» **Task description**:
Copy the records below word for word, starting at the line that contains "jacket sleeve, giving" and ending at the final line of the records.

» **Data shown**:

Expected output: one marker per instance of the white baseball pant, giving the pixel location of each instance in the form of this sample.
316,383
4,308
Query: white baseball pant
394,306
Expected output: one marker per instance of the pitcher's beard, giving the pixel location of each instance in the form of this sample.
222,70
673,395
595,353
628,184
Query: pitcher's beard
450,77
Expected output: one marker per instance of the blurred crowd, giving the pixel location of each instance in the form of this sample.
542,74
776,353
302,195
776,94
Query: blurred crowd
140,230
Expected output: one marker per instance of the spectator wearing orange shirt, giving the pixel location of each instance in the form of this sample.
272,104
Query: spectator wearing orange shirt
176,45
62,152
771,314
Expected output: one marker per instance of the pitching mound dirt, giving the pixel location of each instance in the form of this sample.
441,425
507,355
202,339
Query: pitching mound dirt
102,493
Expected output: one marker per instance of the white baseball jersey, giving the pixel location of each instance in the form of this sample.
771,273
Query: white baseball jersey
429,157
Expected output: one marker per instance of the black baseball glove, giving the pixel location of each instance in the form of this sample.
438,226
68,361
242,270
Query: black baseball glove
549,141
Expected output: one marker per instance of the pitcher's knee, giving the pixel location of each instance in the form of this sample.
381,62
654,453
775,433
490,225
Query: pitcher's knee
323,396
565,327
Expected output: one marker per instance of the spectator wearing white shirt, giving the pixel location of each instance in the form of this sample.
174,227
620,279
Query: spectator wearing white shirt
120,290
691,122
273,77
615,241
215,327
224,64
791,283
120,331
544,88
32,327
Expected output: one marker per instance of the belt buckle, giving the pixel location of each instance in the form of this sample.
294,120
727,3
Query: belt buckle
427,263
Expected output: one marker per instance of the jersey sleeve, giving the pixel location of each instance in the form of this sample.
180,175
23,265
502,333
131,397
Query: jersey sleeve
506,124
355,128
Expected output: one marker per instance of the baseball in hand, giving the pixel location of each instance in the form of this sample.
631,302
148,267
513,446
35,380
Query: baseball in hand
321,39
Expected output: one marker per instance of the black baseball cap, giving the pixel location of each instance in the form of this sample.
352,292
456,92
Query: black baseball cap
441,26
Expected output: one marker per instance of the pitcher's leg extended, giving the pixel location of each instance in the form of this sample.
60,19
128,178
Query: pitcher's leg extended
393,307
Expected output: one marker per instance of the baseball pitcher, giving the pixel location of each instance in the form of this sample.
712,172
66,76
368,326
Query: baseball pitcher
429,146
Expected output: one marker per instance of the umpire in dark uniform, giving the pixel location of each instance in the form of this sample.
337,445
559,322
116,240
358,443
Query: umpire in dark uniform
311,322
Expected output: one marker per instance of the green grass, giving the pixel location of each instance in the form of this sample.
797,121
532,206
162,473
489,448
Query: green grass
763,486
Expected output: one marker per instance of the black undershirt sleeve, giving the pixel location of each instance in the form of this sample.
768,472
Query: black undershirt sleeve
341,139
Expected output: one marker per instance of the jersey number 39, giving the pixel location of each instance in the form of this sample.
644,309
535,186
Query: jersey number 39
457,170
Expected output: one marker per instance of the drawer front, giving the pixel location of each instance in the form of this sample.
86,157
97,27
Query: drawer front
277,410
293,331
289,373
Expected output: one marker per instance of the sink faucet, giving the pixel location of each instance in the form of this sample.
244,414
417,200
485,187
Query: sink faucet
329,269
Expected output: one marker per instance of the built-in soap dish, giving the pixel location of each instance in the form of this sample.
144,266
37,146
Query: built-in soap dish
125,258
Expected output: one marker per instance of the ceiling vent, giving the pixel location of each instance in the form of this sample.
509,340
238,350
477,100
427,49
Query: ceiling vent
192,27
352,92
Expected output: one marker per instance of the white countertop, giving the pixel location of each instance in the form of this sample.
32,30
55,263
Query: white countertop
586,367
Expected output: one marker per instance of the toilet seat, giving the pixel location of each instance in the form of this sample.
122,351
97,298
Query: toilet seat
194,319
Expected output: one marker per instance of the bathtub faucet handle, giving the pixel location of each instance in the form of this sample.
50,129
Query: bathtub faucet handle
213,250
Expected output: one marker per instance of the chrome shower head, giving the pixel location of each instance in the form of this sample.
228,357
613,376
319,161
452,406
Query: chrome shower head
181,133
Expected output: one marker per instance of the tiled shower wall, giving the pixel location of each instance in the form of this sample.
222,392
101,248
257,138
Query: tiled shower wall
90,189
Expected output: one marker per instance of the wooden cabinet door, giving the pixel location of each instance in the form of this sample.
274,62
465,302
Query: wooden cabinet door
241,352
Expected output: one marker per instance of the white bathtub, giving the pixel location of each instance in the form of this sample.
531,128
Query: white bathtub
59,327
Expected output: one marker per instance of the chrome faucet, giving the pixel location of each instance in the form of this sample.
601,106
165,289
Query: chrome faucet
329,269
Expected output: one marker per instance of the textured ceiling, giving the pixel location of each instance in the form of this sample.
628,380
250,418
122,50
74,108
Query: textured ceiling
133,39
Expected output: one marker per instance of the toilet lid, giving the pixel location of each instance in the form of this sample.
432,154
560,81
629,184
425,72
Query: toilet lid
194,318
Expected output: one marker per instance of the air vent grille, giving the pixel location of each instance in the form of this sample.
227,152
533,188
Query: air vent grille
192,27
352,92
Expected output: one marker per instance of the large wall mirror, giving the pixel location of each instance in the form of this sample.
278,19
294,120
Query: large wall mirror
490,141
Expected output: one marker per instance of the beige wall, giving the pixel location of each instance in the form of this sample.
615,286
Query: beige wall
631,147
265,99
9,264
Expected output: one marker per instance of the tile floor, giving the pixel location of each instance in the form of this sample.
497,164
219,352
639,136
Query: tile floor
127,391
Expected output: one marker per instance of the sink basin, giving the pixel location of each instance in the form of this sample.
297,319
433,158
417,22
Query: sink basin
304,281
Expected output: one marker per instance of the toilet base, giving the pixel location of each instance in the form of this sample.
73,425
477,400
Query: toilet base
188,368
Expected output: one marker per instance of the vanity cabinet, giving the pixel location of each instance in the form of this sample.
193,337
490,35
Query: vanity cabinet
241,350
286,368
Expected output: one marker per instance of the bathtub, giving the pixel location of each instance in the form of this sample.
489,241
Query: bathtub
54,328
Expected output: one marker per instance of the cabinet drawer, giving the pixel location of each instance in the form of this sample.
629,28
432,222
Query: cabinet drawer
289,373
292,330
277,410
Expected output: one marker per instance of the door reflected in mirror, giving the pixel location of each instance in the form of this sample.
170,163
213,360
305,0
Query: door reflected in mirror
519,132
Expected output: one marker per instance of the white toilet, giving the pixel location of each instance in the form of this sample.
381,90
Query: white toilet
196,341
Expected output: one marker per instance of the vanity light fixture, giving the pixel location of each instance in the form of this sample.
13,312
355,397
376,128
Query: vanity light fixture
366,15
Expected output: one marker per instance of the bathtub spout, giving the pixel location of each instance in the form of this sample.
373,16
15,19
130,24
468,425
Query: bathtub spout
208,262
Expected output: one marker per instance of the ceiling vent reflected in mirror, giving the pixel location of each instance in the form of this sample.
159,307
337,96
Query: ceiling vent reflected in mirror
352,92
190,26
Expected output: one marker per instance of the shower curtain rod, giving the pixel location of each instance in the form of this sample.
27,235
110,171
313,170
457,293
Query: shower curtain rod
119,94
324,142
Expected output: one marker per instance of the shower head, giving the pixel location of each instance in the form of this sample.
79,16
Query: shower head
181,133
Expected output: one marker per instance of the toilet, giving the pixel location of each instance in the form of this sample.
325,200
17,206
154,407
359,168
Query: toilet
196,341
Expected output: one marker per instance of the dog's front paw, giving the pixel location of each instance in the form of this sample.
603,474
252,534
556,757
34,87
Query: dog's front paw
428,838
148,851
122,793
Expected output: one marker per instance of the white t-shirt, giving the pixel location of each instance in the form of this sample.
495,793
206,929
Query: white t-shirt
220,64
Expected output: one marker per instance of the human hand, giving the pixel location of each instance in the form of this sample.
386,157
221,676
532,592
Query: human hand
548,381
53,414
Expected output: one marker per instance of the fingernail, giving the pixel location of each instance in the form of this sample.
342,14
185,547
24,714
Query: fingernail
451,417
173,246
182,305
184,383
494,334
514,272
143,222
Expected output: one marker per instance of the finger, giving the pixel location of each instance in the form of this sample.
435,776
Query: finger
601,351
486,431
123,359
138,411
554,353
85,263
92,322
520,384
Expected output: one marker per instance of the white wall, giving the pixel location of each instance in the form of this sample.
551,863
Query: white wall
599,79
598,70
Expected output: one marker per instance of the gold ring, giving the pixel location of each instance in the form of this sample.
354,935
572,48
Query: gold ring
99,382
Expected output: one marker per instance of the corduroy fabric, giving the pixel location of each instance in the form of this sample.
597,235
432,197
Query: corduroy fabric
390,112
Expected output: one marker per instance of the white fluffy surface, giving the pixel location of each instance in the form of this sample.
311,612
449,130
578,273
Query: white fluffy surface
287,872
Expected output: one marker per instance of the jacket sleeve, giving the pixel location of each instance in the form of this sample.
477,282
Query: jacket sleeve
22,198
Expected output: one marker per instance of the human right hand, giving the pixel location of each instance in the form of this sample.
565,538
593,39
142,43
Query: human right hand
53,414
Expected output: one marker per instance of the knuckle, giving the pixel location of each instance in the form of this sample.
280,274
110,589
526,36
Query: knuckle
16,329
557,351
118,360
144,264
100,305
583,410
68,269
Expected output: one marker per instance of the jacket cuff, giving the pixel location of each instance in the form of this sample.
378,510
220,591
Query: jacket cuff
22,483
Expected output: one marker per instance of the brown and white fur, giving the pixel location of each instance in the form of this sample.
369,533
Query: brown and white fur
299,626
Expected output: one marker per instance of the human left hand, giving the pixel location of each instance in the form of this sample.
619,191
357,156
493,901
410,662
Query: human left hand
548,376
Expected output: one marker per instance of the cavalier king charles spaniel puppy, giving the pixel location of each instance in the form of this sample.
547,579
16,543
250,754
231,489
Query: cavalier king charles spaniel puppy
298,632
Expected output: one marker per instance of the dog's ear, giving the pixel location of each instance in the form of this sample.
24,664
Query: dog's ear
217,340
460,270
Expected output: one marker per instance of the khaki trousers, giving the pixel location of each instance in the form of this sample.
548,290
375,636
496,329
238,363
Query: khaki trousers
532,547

» **Right answer**:
Expected output: one marker per instance of the jacket sleeve, giving the pixel location of each instance in the form of this sample.
477,282
Query: jacket sleeve
22,198
Expected output: one marker per instance of the human right hand, giving the pixel location of each instance in the form of this sample.
565,538
593,39
142,43
Query: human right hand
53,414
Expected output: one marker per instance of the knuckle, giving the pixel location of each instance in the form of this sample.
280,274
110,589
526,36
Query: knuckle
16,329
557,351
118,360
144,264
100,305
583,410
68,269
Expected output: one marker per instance of the jacket cuff, giving the pixel location of each instance in the form of this sample.
378,510
220,591
Query: jacket cuff
22,483
Expected output: one marker per instance of the brown and white fur, giving the pixel location of each instance in the form of this sample.
369,533
Query: brown and white fur
299,626
Expected output: one marker per instance of the human left hand, giving the pixel location of each instance in the form of this sample.
619,191
357,156
493,901
410,662
Query: human left hand
548,376
Expected output: one marker per instance of the cavalier king charles spaniel puppy, giving the pixel location of each instance in the form of this sample.
547,579
16,543
250,754
231,489
Query: cavalier king charles spaniel puppy
298,632
Expected output: one marker per instance of the dog's ear, giving the pixel location of each instance in the form of this sample.
24,664
Query: dog's ear
217,340
460,270
Expected output: one marker per instance of the khaki trousers, giving the pixel location of each instance in the form of this sample.
548,290
375,636
496,329
238,363
Query: khaki trousers
532,547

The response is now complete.